* _Aim of the task_:
The output is the lines below from the one with "Question. Mark every instance of the black" through the one with "Form: x=20 y=273", both included, printed exactly and with no other line.

* _Records for processing_:
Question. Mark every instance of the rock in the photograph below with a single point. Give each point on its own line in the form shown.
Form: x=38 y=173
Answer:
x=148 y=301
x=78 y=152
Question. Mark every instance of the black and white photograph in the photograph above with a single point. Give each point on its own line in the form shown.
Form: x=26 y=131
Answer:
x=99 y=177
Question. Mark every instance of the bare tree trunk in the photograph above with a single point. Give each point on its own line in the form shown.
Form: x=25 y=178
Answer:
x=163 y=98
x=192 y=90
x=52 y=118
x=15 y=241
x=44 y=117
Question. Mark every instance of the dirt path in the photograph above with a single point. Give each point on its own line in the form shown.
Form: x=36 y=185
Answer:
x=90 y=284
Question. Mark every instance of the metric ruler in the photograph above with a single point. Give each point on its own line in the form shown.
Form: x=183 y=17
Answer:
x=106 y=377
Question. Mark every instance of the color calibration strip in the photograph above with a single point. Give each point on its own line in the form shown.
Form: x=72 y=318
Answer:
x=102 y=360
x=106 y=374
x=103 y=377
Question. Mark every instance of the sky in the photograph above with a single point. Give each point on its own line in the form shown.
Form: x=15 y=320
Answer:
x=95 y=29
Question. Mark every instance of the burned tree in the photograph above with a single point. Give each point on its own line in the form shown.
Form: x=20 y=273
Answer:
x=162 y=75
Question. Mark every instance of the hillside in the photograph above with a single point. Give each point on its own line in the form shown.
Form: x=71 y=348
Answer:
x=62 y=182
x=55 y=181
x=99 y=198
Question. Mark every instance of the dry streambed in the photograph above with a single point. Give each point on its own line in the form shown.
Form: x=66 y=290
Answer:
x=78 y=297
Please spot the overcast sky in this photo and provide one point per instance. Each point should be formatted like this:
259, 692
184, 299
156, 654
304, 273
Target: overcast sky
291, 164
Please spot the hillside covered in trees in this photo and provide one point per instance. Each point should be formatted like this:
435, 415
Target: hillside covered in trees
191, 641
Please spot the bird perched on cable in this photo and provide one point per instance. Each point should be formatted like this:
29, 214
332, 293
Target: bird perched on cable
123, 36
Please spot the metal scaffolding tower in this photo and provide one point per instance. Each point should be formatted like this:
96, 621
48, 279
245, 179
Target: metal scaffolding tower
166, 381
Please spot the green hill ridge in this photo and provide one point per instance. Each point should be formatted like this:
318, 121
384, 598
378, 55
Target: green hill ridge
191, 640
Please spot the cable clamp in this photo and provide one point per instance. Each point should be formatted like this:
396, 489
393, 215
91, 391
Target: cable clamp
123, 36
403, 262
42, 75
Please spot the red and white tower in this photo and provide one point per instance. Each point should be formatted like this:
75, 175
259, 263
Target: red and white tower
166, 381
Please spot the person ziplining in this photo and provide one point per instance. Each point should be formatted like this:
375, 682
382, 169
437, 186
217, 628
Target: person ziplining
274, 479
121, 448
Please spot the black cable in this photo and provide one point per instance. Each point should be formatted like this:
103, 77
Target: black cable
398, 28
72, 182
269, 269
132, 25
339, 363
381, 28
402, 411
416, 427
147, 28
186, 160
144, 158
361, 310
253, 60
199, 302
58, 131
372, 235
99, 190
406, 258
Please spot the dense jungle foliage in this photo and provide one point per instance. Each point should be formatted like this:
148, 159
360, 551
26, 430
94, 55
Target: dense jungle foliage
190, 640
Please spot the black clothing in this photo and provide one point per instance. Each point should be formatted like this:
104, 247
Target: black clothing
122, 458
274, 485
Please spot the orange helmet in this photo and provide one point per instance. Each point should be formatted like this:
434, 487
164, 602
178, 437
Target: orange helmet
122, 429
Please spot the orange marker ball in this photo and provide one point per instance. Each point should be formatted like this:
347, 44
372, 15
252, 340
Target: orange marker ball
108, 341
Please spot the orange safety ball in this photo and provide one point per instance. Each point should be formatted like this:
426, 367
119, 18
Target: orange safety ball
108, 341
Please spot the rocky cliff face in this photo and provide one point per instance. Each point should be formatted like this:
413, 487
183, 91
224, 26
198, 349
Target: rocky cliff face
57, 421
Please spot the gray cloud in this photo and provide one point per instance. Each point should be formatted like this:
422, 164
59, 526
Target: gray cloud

* _Result of this exercise_:
Question. Mark every instance of the black and white photograph in the photograph above with a single point. Give each point on its own line in the form shown.
Form: x=26 y=131
Answer:
x=99 y=177
Question. Mark every instance of the bare tree trunk in the photograph above with a single point. Give each point on its own line in the form shown.
Form: x=25 y=178
Answer:
x=163 y=98
x=192 y=90
x=52 y=118
x=15 y=241
x=44 y=117
Question. Mark every instance of the dirt path in the photograph above with a single point. Give each point on its own line in the form shown.
Form: x=36 y=185
Answer:
x=90 y=284
Question. Mark every instance of the metric ruler in the photograph above with a single point. Give each point on its own line in the form shown.
Form: x=183 y=17
Answer:
x=106 y=377
Question. Mark every instance of the color calibration strip in the photograph above with a single point. Give each point on its own line in the form shown.
Form: x=72 y=318
Answer:
x=102 y=360
x=106 y=374
x=103 y=377
Question. Mark every instance of the sky in the photograph above with a single point. Give each point on its own line in the form shown.
Form: x=15 y=320
Answer:
x=95 y=29
Question. Mark every instance of the burned tree in the photograph above with a single point. Give each point on its own line in the form shown.
Form: x=20 y=273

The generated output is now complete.